▸ **RECORDS FOR THE TASK**:
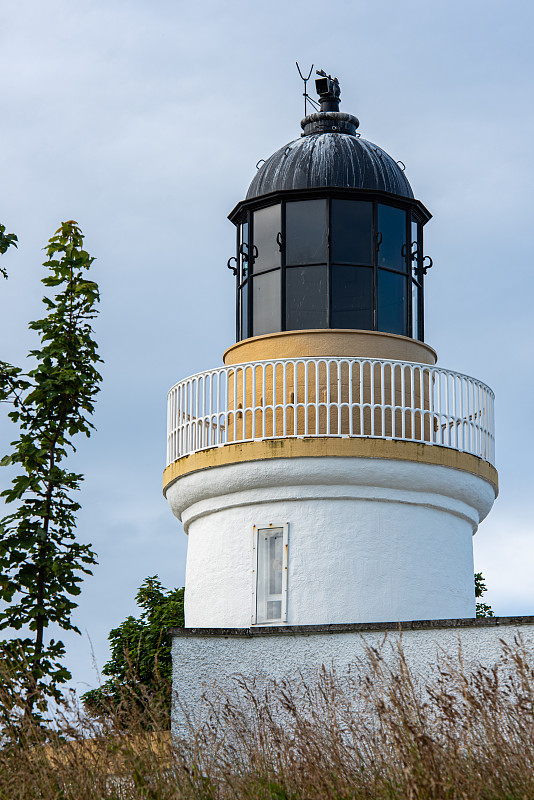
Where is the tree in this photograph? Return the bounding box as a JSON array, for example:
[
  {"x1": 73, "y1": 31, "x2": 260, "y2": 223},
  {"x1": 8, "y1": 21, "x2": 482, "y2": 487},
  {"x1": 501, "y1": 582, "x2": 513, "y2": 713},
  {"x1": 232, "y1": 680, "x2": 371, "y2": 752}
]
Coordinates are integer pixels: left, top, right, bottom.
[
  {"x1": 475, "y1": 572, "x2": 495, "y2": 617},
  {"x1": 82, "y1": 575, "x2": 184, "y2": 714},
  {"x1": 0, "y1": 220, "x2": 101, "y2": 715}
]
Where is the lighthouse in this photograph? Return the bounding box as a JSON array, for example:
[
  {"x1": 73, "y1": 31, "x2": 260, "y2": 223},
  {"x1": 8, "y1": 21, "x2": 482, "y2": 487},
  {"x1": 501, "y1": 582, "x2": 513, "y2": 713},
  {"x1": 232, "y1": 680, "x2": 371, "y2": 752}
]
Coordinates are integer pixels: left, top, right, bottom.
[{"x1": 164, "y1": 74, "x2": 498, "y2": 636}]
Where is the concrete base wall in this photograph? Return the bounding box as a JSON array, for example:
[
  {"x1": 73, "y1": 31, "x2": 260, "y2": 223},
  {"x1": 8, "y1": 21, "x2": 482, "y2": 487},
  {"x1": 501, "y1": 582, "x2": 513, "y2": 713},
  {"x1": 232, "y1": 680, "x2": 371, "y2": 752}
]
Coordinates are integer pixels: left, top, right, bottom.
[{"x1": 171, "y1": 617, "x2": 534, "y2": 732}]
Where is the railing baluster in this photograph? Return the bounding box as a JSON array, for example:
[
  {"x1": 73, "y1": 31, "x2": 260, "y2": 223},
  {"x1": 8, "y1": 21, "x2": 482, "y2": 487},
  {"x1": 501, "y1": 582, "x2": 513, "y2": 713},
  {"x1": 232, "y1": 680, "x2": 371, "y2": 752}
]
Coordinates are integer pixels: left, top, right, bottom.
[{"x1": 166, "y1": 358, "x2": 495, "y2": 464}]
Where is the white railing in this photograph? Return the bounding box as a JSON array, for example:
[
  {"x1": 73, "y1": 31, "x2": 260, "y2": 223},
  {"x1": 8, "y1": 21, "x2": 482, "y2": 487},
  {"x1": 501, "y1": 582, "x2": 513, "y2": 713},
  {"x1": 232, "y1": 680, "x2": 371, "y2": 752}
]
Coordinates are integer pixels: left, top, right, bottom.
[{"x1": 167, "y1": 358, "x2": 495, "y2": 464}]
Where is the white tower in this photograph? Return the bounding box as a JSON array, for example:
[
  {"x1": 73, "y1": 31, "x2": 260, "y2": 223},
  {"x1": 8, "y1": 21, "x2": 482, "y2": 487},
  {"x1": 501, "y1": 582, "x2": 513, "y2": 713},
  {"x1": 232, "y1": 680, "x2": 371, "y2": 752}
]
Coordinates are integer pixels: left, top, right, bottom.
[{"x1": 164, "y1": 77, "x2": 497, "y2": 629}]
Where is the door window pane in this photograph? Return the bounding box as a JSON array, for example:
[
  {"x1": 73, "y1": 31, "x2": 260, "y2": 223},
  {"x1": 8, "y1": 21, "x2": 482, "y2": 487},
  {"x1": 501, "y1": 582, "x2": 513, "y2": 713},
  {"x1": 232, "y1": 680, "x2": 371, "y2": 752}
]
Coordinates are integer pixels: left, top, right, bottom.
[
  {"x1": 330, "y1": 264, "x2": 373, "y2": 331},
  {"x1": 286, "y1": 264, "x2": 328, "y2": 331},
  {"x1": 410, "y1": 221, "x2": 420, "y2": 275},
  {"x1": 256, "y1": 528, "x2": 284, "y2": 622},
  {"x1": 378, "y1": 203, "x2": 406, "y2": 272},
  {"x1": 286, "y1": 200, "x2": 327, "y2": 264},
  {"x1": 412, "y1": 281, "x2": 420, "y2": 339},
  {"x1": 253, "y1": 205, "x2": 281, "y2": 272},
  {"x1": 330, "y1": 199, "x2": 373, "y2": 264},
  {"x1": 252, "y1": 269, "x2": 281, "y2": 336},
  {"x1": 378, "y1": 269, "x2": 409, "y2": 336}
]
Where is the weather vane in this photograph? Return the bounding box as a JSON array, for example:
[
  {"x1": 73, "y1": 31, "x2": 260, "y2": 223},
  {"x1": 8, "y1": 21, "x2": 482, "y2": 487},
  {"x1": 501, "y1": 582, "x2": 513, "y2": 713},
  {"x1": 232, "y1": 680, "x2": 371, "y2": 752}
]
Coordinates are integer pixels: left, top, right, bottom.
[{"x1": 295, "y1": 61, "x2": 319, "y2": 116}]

▸ **PROBLEM STATEMENT**: Copy all of the material above word for word, leaving out the pictures.

▸ **OUTPUT OF THE TASK**:
Where is the tree in this photograph? Return the bounding box as a JSON array, for example:
[
  {"x1": 73, "y1": 31, "x2": 260, "y2": 223},
  {"x1": 8, "y1": 21, "x2": 482, "y2": 487},
  {"x1": 501, "y1": 582, "x2": 513, "y2": 713},
  {"x1": 232, "y1": 680, "x2": 371, "y2": 752}
]
Coordinates are integer pixels: left, top, right, bottom.
[
  {"x1": 475, "y1": 572, "x2": 495, "y2": 617},
  {"x1": 82, "y1": 575, "x2": 184, "y2": 714},
  {"x1": 0, "y1": 220, "x2": 101, "y2": 715}
]
Where is the lighthouse in this photograph? Return the bounding box as a JSON array, for example:
[
  {"x1": 73, "y1": 31, "x2": 260, "y2": 223},
  {"x1": 8, "y1": 21, "x2": 482, "y2": 487},
  {"x1": 501, "y1": 582, "x2": 513, "y2": 713},
  {"x1": 232, "y1": 680, "x2": 371, "y2": 752}
]
Coordinates are integer pixels: left, top, right, bottom.
[{"x1": 164, "y1": 74, "x2": 498, "y2": 636}]
Where is the concrete base wall in this photograph? Return the bounding box as a JSON array, for example:
[
  {"x1": 73, "y1": 31, "x2": 260, "y2": 223},
  {"x1": 8, "y1": 21, "x2": 482, "y2": 487},
  {"x1": 501, "y1": 582, "x2": 513, "y2": 713},
  {"x1": 232, "y1": 680, "x2": 371, "y2": 752}
]
Coordinates are integer pixels: left, top, right, bottom.
[{"x1": 171, "y1": 617, "x2": 534, "y2": 732}]
Where is the railing baluster in this photograph? Return the bounding box as a JSON array, for example:
[
  {"x1": 73, "y1": 31, "x2": 260, "y2": 223},
  {"x1": 8, "y1": 21, "x2": 482, "y2": 487},
  {"x1": 501, "y1": 582, "x2": 513, "y2": 713},
  {"x1": 232, "y1": 680, "x2": 371, "y2": 752}
]
Coordinates are integer pixels: left, top, right, bottom.
[{"x1": 166, "y1": 358, "x2": 495, "y2": 464}]
Where is the white railing in this photograph? Return the bounding box as a JSON array, for example:
[
  {"x1": 73, "y1": 31, "x2": 260, "y2": 223},
  {"x1": 8, "y1": 21, "x2": 482, "y2": 487},
  {"x1": 501, "y1": 582, "x2": 513, "y2": 713},
  {"x1": 232, "y1": 680, "x2": 371, "y2": 752}
]
Coordinates are integer pixels: left, top, right, bottom.
[{"x1": 167, "y1": 358, "x2": 495, "y2": 464}]
Where is the white tower in this photograph? Return the bounding box as a JSON array, for example:
[
  {"x1": 73, "y1": 31, "x2": 260, "y2": 223},
  {"x1": 8, "y1": 21, "x2": 482, "y2": 487},
  {"x1": 501, "y1": 582, "x2": 513, "y2": 713},
  {"x1": 232, "y1": 680, "x2": 371, "y2": 752}
]
Coordinates are integer pixels: left, top, right, bottom.
[{"x1": 164, "y1": 77, "x2": 497, "y2": 629}]
Where is the door window pane in this photograph? Return the bounding box as a JSON array, for example:
[
  {"x1": 73, "y1": 31, "x2": 260, "y2": 223},
  {"x1": 8, "y1": 21, "x2": 482, "y2": 487},
  {"x1": 501, "y1": 582, "x2": 513, "y2": 713},
  {"x1": 232, "y1": 680, "x2": 371, "y2": 752}
]
Coordinates are integer pixels: left, top, right, bottom.
[
  {"x1": 330, "y1": 264, "x2": 373, "y2": 331},
  {"x1": 286, "y1": 264, "x2": 328, "y2": 331},
  {"x1": 410, "y1": 221, "x2": 420, "y2": 275},
  {"x1": 256, "y1": 528, "x2": 284, "y2": 622},
  {"x1": 378, "y1": 203, "x2": 406, "y2": 272},
  {"x1": 286, "y1": 200, "x2": 327, "y2": 264},
  {"x1": 412, "y1": 281, "x2": 420, "y2": 339},
  {"x1": 253, "y1": 205, "x2": 281, "y2": 272},
  {"x1": 330, "y1": 199, "x2": 373, "y2": 264},
  {"x1": 252, "y1": 269, "x2": 281, "y2": 336},
  {"x1": 378, "y1": 269, "x2": 409, "y2": 336}
]
Where is the weather vane in this photograph? Return the bounding box as a JSON array, for example:
[
  {"x1": 73, "y1": 31, "x2": 260, "y2": 223},
  {"x1": 8, "y1": 21, "x2": 482, "y2": 487},
  {"x1": 501, "y1": 582, "x2": 513, "y2": 713},
  {"x1": 232, "y1": 680, "x2": 371, "y2": 752}
]
Coordinates are integer pixels: left, top, right, bottom.
[{"x1": 295, "y1": 61, "x2": 319, "y2": 116}]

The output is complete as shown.